Work to do =>
Which instruments and components does the forum thread below name?

Document segment =>
--

Single_crystal with order=1 produce different data when split used

[mads-bertelsen]

The Single_crystal component has a computationally heavy step when calculating the cross section for scattering and finding the possible reflections for a particular velocity vector. If the next ray has the same velocity vector, these results can be reused. By forcing the ray to only scatter once and using split, this optimization can be triggered reliably. Though I just noticed that using split in this situation actually change the output significantly. The results below are 5E8 without split and 5E6 with split 100 on our templateLaue example.

Used latest conda release and Single_crystal.comp from main branch.

Peak intensities are affected.

Artifacts appear around top and bottom of 4 PI detector.

Will work on finding the cause of the problem and hopefully get the optimization functional again.

[willend]

@mads-bertelsen thanks for noticing and reporting! For the sake of reproducibility, could you include your instrument files and settings used to generate the outputs?

( Also, once you get to dig deeper in the issue, perhaps think of ways to enrich e.g. Unittest_SPLIT_sample? - That instrument currently seems to behave OK in a similar setting, but the explanation of that is probably hidden in the fine print... )

[mads-bertelsen]

The difference in total scattered intensity is only 0.4%, so the unittest doesn't see it as it's a PSD_monitor_4PI. Can add an extra monitor or two that look at some subset of the data.

/*******************************************************************************
*
* Instrument: templateLaue
*
* %Identification
* Written by: K. Nielsen
* Date: June 2nd, 2010
* Origin: ILL
* Modified by: EF, 
* %INSTRUMENT_SITE: Templates
*
* A simple Laue diffractometer
*
* %Description
* A single crystal sample is illuminated with a white cold beam.
* Based on a Laue tutorial written by K. Nielsen, Feb 7, 2000.

--

Data extract =>
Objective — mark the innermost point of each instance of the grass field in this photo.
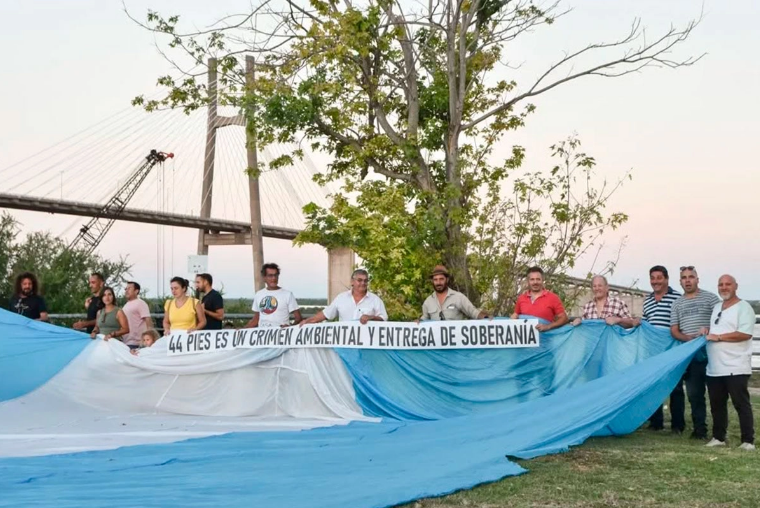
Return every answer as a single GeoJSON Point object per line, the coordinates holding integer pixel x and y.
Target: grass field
{"type": "Point", "coordinates": [657, 469]}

--

Answer in full =>
- Single_crystal, a component (its file is Single_crystal.comp)
- templateLaue, an instrument
- Unittest_SPLIT_sample, an instrument
- PSD_monitor_4PI, a monitor